▶ _Problem to solve_
From the entries below, copy each line in which the word "speaker" occurs.

○ ○ ○ ○ ○ ○ ○

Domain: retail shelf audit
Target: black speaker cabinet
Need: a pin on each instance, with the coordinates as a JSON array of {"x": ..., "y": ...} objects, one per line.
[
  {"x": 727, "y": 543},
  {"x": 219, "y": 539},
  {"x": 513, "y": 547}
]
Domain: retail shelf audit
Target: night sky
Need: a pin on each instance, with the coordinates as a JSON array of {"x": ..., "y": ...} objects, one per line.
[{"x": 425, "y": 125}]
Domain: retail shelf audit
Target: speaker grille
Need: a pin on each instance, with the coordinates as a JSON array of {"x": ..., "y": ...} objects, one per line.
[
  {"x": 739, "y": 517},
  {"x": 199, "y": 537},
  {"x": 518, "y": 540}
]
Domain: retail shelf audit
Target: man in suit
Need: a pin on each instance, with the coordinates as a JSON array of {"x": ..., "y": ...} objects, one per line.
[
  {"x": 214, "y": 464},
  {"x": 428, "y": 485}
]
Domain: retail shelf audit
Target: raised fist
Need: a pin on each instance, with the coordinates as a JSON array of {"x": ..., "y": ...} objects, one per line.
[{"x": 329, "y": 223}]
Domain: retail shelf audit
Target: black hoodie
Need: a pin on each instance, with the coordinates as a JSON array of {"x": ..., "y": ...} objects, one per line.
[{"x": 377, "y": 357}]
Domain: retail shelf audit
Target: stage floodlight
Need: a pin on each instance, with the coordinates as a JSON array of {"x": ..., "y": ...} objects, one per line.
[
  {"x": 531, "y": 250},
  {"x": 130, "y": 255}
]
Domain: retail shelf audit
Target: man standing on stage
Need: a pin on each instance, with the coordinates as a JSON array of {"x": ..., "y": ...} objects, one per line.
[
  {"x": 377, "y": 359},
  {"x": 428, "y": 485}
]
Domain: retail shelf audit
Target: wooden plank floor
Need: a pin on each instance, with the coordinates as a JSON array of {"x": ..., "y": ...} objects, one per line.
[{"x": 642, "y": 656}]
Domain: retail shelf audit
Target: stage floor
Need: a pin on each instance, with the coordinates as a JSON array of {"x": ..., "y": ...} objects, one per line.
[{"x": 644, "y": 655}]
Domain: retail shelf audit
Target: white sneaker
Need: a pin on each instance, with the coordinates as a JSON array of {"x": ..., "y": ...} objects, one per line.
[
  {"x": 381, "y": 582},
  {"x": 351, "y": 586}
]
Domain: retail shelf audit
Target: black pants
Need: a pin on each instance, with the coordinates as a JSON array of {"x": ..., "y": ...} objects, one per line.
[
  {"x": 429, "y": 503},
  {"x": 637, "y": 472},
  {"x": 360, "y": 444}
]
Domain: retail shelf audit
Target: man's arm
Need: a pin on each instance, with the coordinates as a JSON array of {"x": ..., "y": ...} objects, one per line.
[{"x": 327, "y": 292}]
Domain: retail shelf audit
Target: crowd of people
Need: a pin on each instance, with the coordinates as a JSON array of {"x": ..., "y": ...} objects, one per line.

○ ○ ○ ○ ○ ○ ○

▶ _Result below_
Target: black speaker cabinet
Target: speaker grille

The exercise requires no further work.